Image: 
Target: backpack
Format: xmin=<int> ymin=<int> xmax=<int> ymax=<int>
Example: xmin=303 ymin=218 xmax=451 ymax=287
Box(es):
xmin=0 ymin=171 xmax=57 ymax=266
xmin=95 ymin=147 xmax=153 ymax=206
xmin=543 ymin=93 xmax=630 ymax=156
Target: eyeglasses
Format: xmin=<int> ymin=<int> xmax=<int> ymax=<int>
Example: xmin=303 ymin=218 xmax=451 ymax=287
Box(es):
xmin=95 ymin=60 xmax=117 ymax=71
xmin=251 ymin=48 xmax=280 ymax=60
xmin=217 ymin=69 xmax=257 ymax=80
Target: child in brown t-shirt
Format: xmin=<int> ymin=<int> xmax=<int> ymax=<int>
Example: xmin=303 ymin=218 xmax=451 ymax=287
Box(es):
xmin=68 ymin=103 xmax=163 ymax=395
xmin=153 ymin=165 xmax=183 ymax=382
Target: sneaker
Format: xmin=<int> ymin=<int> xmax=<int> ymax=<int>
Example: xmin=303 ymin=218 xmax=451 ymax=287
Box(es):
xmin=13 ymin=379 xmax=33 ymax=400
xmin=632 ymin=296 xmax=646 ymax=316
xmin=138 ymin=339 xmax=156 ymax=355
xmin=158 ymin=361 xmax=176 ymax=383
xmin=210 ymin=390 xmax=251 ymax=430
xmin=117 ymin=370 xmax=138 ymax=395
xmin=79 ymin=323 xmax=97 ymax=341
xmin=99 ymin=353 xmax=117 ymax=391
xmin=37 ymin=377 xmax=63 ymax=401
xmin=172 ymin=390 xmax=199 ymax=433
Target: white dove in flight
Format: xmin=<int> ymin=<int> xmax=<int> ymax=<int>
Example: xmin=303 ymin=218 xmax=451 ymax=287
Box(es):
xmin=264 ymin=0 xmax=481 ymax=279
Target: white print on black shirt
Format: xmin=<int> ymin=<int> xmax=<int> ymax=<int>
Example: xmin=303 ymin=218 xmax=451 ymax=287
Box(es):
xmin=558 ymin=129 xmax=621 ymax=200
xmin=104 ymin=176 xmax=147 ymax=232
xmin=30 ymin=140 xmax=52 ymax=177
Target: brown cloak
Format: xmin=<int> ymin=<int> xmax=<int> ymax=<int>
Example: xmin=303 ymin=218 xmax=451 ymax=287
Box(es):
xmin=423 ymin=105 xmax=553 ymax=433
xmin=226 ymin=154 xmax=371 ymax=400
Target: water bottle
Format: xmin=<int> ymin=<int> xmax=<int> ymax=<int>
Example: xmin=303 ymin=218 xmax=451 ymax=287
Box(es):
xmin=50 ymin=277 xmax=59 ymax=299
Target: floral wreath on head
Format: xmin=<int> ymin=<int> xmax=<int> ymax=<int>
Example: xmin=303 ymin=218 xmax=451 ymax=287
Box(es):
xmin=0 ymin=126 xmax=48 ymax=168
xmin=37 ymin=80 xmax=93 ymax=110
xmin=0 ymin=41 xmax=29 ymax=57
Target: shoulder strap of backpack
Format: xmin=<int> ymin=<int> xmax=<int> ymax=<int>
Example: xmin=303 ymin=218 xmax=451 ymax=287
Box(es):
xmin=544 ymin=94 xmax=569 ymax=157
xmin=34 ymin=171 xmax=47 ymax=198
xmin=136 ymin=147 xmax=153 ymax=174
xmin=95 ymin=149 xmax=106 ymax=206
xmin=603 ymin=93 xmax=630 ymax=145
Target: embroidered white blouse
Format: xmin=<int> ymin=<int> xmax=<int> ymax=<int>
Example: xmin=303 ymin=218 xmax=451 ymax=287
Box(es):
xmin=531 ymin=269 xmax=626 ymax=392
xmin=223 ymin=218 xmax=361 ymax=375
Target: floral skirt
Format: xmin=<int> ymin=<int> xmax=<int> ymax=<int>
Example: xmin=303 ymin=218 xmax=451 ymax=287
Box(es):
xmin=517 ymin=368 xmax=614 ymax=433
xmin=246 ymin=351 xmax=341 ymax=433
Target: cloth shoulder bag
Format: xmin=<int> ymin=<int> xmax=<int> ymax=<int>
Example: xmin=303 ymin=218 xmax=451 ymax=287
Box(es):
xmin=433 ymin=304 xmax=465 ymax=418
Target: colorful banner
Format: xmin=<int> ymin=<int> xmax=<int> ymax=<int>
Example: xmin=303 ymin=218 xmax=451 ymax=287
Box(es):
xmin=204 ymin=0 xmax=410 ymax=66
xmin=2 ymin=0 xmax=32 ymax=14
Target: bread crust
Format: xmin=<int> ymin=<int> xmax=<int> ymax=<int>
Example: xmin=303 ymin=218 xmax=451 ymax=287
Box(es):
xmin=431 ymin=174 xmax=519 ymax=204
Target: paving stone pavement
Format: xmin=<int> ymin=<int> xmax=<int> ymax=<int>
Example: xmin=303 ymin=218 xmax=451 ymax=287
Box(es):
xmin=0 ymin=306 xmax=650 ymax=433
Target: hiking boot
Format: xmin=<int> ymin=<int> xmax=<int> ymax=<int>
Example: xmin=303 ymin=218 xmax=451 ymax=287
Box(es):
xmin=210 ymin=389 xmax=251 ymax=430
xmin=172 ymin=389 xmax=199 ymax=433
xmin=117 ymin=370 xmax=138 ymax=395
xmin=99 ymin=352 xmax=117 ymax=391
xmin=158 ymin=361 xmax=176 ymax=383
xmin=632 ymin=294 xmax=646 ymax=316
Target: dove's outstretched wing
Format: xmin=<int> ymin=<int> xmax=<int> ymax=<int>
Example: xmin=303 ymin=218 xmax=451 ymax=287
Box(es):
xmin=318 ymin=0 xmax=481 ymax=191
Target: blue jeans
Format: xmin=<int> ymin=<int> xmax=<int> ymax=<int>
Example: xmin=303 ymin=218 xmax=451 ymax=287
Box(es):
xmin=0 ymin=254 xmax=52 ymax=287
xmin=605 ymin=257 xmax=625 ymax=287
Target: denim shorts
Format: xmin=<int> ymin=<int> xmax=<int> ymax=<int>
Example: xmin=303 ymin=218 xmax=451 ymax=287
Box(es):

=== WRITTEN TASK ===
Reproduce all of the items above with every "Target" changed to "Object", leaving everything else untouched.

=== OUTPUT ===
Image: 
Object: backpack
Format: xmin=<int> ymin=<int> xmax=<int> ymax=<int>
Example: xmin=303 ymin=218 xmax=451 ymax=287
Box(es):
xmin=0 ymin=171 xmax=57 ymax=266
xmin=95 ymin=147 xmax=153 ymax=206
xmin=543 ymin=93 xmax=630 ymax=156
Object: eyeglasses
Format: xmin=<int> ymin=<int> xmax=<int> ymax=<int>
Example: xmin=303 ymin=218 xmax=451 ymax=287
Box(es):
xmin=95 ymin=60 xmax=117 ymax=71
xmin=251 ymin=48 xmax=280 ymax=60
xmin=217 ymin=69 xmax=257 ymax=80
Object: child in brown t-shirt
Format: xmin=<int> ymin=<int> xmax=<int> ymax=<int>
Example: xmin=303 ymin=218 xmax=451 ymax=287
Box(es):
xmin=68 ymin=103 xmax=163 ymax=395
xmin=153 ymin=165 xmax=183 ymax=382
Object: sneaker
Format: xmin=<int> ymin=<int> xmax=<int> ymax=<int>
Example: xmin=303 ymin=218 xmax=451 ymax=287
Box(es):
xmin=13 ymin=379 xmax=33 ymax=400
xmin=632 ymin=296 xmax=646 ymax=316
xmin=138 ymin=339 xmax=156 ymax=355
xmin=158 ymin=361 xmax=176 ymax=383
xmin=210 ymin=390 xmax=251 ymax=430
xmin=117 ymin=370 xmax=138 ymax=395
xmin=79 ymin=323 xmax=97 ymax=341
xmin=99 ymin=353 xmax=117 ymax=391
xmin=37 ymin=377 xmax=63 ymax=401
xmin=172 ymin=390 xmax=199 ymax=433
Object: white dove in flight
Format: xmin=<int> ymin=<int> xmax=<int> ymax=<int>
Example: xmin=303 ymin=218 xmax=451 ymax=287
Box(es):
xmin=264 ymin=0 xmax=481 ymax=279
Object: white print on black shirt
Format: xmin=<int> ymin=<int> xmax=<int> ymax=<int>
Example: xmin=303 ymin=218 xmax=451 ymax=287
Box(es):
xmin=558 ymin=129 xmax=621 ymax=200
xmin=104 ymin=176 xmax=147 ymax=232
xmin=30 ymin=140 xmax=52 ymax=177
Object: brown cloak
Format: xmin=<int> ymin=<int> xmax=<int> ymax=<int>
Example: xmin=303 ymin=218 xmax=451 ymax=287
Box(es):
xmin=423 ymin=105 xmax=553 ymax=433
xmin=226 ymin=154 xmax=371 ymax=400
Object: water bottle
Format: xmin=<int> ymin=<int> xmax=<int> ymax=<int>
Example: xmin=303 ymin=218 xmax=451 ymax=287
Box(es):
xmin=50 ymin=277 xmax=59 ymax=299
Object: floral wreath on head
Format: xmin=<int> ymin=<int> xmax=<int> ymax=<int>
Example: xmin=303 ymin=218 xmax=451 ymax=287
Box(es):
xmin=0 ymin=126 xmax=48 ymax=168
xmin=37 ymin=80 xmax=93 ymax=110
xmin=0 ymin=41 xmax=29 ymax=57
Object: shoulder strap of backpack
Format: xmin=<int> ymin=<int> xmax=<int> ymax=<int>
Example: xmin=303 ymin=218 xmax=451 ymax=287
Box(es):
xmin=544 ymin=94 xmax=569 ymax=157
xmin=34 ymin=171 xmax=47 ymax=198
xmin=136 ymin=147 xmax=153 ymax=174
xmin=95 ymin=149 xmax=106 ymax=206
xmin=603 ymin=93 xmax=630 ymax=145
Object: embroidered white blouse
Format: xmin=<int> ymin=<int> xmax=<int> ymax=<int>
Example: xmin=303 ymin=218 xmax=451 ymax=287
Box(es):
xmin=531 ymin=269 xmax=626 ymax=392
xmin=223 ymin=218 xmax=361 ymax=375
Object: floral skirt
Format: xmin=<int> ymin=<int> xmax=<int> ymax=<int>
Example: xmin=303 ymin=218 xmax=451 ymax=287
Box(es):
xmin=517 ymin=368 xmax=614 ymax=433
xmin=246 ymin=351 xmax=341 ymax=433
Object: cloth shoulder bag
Format: xmin=<int> ymin=<int> xmax=<int> ymax=<int>
Example: xmin=303 ymin=218 xmax=451 ymax=287
Box(es):
xmin=433 ymin=304 xmax=465 ymax=418
Object: colorful banner
Format: xmin=<int> ymin=<int> xmax=<int> ymax=<int>
Example: xmin=303 ymin=218 xmax=451 ymax=287
Box(es):
xmin=204 ymin=0 xmax=410 ymax=66
xmin=2 ymin=0 xmax=32 ymax=14
Object: bread crust
Format: xmin=<int> ymin=<int> xmax=<int> ymax=<int>
Example: xmin=303 ymin=218 xmax=451 ymax=287
Box(es):
xmin=431 ymin=174 xmax=519 ymax=204
Object: paving stone pavement
Format: xmin=<int> ymin=<int> xmax=<int> ymax=<int>
Example: xmin=303 ymin=218 xmax=451 ymax=287
Box(es):
xmin=0 ymin=306 xmax=650 ymax=433
Object: hiking boot
Format: xmin=<int> ymin=<int> xmax=<int> ymax=<int>
Example: xmin=303 ymin=218 xmax=451 ymax=287
Box(es):
xmin=210 ymin=389 xmax=251 ymax=430
xmin=172 ymin=389 xmax=199 ymax=433
xmin=117 ymin=370 xmax=138 ymax=395
xmin=99 ymin=352 xmax=117 ymax=391
xmin=158 ymin=361 xmax=176 ymax=383
xmin=632 ymin=294 xmax=646 ymax=316
Object: dove's outstretched wing
Format: xmin=<int> ymin=<int> xmax=<int> ymax=<int>
Example: xmin=303 ymin=218 xmax=451 ymax=287
Box(es):
xmin=318 ymin=0 xmax=481 ymax=191
Object: blue jeans
Format: xmin=<int> ymin=<int> xmax=<int> ymax=<int>
Example: xmin=303 ymin=218 xmax=451 ymax=287
Box(es):
xmin=0 ymin=254 xmax=52 ymax=287
xmin=605 ymin=257 xmax=625 ymax=287
Object: denim shorts
Format: xmin=<int> ymin=<int> xmax=<int> ymax=<int>
Example: xmin=303 ymin=218 xmax=451 ymax=287
Box(es):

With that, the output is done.